▶ Problem requirements
Return the records word for word, starting with the line that contains "spire with a point in the photo above." and continuing through the end of the records.

-*-

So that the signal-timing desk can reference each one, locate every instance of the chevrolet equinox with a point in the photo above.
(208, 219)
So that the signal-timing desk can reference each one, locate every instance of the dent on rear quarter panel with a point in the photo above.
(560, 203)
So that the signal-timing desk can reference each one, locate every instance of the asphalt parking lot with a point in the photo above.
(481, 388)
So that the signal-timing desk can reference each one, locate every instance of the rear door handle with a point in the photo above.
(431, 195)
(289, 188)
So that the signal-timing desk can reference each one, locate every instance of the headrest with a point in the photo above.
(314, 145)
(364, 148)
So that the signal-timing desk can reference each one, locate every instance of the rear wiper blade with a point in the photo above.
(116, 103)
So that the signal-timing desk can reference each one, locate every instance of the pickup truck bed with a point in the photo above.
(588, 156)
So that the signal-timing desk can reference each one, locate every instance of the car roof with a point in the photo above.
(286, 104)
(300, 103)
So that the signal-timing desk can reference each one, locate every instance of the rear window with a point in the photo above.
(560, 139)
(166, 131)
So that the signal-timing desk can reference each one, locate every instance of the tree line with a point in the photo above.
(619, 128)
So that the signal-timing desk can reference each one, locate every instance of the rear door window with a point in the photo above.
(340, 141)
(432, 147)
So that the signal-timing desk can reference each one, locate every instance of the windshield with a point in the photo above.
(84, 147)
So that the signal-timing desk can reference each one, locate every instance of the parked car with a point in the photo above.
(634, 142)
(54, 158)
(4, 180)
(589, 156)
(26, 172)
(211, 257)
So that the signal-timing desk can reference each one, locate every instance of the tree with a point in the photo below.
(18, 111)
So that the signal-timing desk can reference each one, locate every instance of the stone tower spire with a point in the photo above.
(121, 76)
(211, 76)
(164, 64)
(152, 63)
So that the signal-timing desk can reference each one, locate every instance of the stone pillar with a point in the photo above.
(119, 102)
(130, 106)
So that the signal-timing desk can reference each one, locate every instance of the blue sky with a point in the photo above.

-*-

▶ Result for this task
So that the signal-timing desk can reference each one, locate every instance of the stone tower spire with a point in the photo above.
(121, 76)
(211, 76)
(164, 64)
(152, 63)
So that the signal-timing desk can reference each one, locate every instance of the stone pillar with a point in the photo above.
(119, 102)
(130, 106)
So that the signal-timing desk can reference each one, locate every instance of the blue sky with a point in the photo above.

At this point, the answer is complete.